Exercise text —
------------------------------------------------

Out With The Old | Fiction | Slender Man And Spanking Keira Knightley
Well, it’s out with the old. More specifically, out with David Cronenberg’s upcoming adaptation of A Most Dangerous Method: The Story Of Jung, Freud, & Sabrina Spielrein. I enjoyed Cronenberg’s Eastern Promises, which had fun with a frosty, unglamorous London and that fight scene, but I thought it was the closest he’d ever come to embracing genre, rather than flirting with it. And, sure, it might just be the canny marketers at work, but the trailer for A Dangerous Method looks very much like an-over familiar period piece. A sort of King’s Speech of psychiatry, in which Jung is inspired towards his theory of individuation by spanking Keira Knightley sexily. Meanwhile, Freud and a curiously French Otto Gross stare reflectively into the air and utter profundities.
What is it with Keira Knightley as the go-to girl for this sort of film? Why did I accept her lanky presence and top-billing with nothing more than a sorrowful groan? Wouldn’t Ruth Wilson be sexier, more twisted, and more believable as a cutting-edge female psycho-analyst? (Actually, I think Michael Fassbender as Jung is a miscast, too – Iain Glen, who played him in an earlier adaptation of the story, seems to me a much better fit, with his current performance in TV’s Game of Thrones proving that he can lend weight and compassion to anything, up to and including the sight of a naked, sooty girl in a blonde wig, clutching a CGI baby dragon to her vagina and Peter Dinklage attempting a really awful English accent).
…and in with the new. Because I was delighted recently to learn of the existence of Slender Man, a faceless, rather skinny chap in a suit who’s apparently been caught on camera in various children’s playgrounds and forests, looking quite exceptionally sinister.
Slender Man is a photoshopped horror creation, made in 2009 by a chap called ‘Victor Surge’ on the comedy website and forum Something Awful as part of a competition to create spooky images. His iconic (not to say dashing) look apparently made him very popular, and he was at once edited into a variety of different pictures, along with an ever-growing backstory, which ranged from the childish – he kills his victims and leaves them in pieces in plastic bags – to the smart – the more you investigate his existence, the more likely he is to appear. And then people began to write.
There are now a considerable number of stories involving the Slender Man, of varying quality, using a very inventive format; the blog itself. Their earliest entries tend to be about something else entirely – deliberately banal hobbies or the usual bloggish self-centred ramblings. Then the narrator will begin to notice a strange, thin-looking man loitering around wherever they go, or (more interesting) stumble upon existing accounts of the Slender Man…such as the other stories, in real life, doing exactly the same thing. An inevitable descent into madness and paranoia will ensue; at the same time, narrators from the other blogs will come across and comment, delivering warnings or prophecies. The narrator may then vanish from the blog entirely, only for another narrator to appear, a friend or colleague who will begin to investigate the disappearance of the last narrator, and so on, and so on…
And, of course, as the stories have gone on, they’ve spread further and further. There are now several Youtube series featuring Slender Man, mockumentaries with a cod-Blair Witch feel. These, too, seem to unfailingly work using layers of myth and multiple sources; in one of the most popular, Marble Hornets, the protagonist is a film-maker who’s examining the pretentious student film of an old (yes, disappeared) friend, and begins to film his own actions, as well as documenting his progress via a blog, Twitter, Tumblr, etc.

------------------------------------------------

Given information —
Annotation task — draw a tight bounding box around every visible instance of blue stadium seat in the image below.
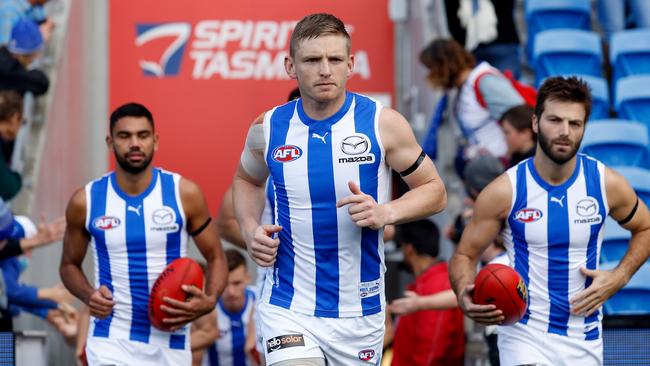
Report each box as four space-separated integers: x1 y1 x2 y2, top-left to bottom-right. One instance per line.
533 29 603 85
580 121 650 168
524 0 591 65
609 29 650 83
614 75 650 127
600 217 632 263
614 166 650 207
600 262 650 315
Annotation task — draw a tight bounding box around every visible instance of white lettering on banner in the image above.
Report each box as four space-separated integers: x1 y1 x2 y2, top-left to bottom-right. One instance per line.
189 20 371 80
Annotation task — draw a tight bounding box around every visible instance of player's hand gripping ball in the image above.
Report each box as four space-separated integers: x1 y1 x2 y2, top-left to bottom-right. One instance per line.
472 263 528 325
149 258 203 331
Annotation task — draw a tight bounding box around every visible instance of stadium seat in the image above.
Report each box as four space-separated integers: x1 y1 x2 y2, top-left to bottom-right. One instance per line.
614 75 650 127
533 29 603 85
614 166 650 207
581 121 649 168
524 0 591 65
600 262 650 315
609 29 650 83
576 75 609 120
600 217 632 263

------------------------------------------------

Instructions —
1 - Print the stretch of the Slender Man text from "What is it with" through "awful English accent).", keeping its wording unchanged.
2 - Using the Slender Man text, answer the following:
(a) Which actor does the writer consider a better fit for the role of Jung than Michael Fassbender?
(b) In what year, and on which website, was Slender Man created?
(c) In the series Marble Hornets, what is the protagonist's occupation?

Results by task —
1 -
What is it with Keira Knightley as the go-to girl for this sort of film? Why did I accept her lanky presence and top-billing with nothing more than a sorrowful groan? Wouldn’t Ruth Wilson be sexier, more twisted, and more believable as a cutting-edge female psycho-analyst? (Actually, I think Michael Fassbender as Jung is a miscast, too – Iain Glen, who played him in an earlier adaptation of the story, seems to me a much better fit, with his current performance in TV’s Game of Thrones proving that he can lend weight and compassion to anything, up to and including the sight of a naked, sooty girl in a blonde wig, clutching a CGI baby dragon to her vagina and Peter Dinklage attempting a really awful English accent).

2 -
(a) Iain Glen
(b) In 2009, on Something Awful
(c) He is a film-maker.